(Data entries)
____

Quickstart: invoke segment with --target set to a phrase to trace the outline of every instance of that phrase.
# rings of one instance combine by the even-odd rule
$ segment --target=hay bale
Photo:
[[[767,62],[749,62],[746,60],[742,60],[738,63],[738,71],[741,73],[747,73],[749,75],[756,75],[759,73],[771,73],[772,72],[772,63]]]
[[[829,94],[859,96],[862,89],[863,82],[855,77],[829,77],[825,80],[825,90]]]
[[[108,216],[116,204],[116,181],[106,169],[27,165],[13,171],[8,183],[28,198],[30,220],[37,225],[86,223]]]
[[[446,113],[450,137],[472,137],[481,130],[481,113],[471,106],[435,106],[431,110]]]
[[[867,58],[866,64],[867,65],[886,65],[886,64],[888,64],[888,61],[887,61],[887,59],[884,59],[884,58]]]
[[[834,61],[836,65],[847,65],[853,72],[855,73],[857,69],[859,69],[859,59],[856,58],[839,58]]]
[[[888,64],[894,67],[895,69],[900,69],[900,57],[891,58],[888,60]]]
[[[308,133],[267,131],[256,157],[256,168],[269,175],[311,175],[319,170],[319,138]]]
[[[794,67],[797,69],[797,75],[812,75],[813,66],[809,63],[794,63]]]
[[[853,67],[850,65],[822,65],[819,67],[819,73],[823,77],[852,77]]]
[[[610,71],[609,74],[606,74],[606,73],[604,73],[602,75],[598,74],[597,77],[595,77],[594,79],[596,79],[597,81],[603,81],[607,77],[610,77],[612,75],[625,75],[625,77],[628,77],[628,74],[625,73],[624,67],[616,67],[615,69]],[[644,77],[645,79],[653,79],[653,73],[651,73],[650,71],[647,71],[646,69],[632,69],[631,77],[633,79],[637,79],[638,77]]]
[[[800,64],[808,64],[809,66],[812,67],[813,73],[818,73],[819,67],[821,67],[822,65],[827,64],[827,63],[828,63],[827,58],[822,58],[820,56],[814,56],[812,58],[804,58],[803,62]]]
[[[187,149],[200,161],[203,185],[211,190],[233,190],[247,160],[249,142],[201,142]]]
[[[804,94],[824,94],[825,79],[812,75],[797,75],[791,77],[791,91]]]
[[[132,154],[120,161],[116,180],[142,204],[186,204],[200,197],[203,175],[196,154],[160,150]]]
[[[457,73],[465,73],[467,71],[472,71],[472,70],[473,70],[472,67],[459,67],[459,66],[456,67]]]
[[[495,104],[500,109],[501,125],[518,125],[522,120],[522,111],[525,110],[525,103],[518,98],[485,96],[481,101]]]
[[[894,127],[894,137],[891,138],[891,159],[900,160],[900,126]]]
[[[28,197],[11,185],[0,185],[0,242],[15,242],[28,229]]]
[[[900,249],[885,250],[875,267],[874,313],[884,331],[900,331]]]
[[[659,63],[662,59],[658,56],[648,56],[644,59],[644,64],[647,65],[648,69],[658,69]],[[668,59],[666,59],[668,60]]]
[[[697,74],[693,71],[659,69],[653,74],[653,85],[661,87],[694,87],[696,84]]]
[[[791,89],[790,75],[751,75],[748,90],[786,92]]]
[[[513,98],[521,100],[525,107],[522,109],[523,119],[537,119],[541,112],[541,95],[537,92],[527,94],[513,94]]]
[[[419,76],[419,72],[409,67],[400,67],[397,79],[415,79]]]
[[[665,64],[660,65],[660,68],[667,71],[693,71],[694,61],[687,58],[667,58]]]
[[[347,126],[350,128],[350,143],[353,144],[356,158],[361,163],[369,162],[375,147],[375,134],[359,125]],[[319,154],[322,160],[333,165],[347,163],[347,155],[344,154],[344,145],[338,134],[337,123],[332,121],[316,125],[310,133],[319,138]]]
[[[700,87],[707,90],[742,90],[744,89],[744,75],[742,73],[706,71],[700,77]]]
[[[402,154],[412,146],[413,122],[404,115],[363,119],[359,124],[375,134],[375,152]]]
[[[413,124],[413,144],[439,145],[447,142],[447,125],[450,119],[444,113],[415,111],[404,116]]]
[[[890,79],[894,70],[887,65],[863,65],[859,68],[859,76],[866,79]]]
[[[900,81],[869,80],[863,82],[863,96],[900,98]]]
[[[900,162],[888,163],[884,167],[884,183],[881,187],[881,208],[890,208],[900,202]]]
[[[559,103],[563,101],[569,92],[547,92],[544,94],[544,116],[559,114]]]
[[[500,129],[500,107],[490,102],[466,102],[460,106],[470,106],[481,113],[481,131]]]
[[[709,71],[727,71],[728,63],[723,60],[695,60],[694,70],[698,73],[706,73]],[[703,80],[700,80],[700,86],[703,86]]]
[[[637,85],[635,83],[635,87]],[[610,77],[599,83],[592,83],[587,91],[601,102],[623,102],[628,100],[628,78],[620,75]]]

____

◆ Work request ◆
From the first line of the records above to the line that contains "segment --target=hay bale", quote each line exactly.

◆ Written solution ◆
Quickstart: invoke segment with --target set to a phrase to trace the outline of every instance of that phrase.
# rings of one instance combine by the even-odd rule
$ segment --target=hay bale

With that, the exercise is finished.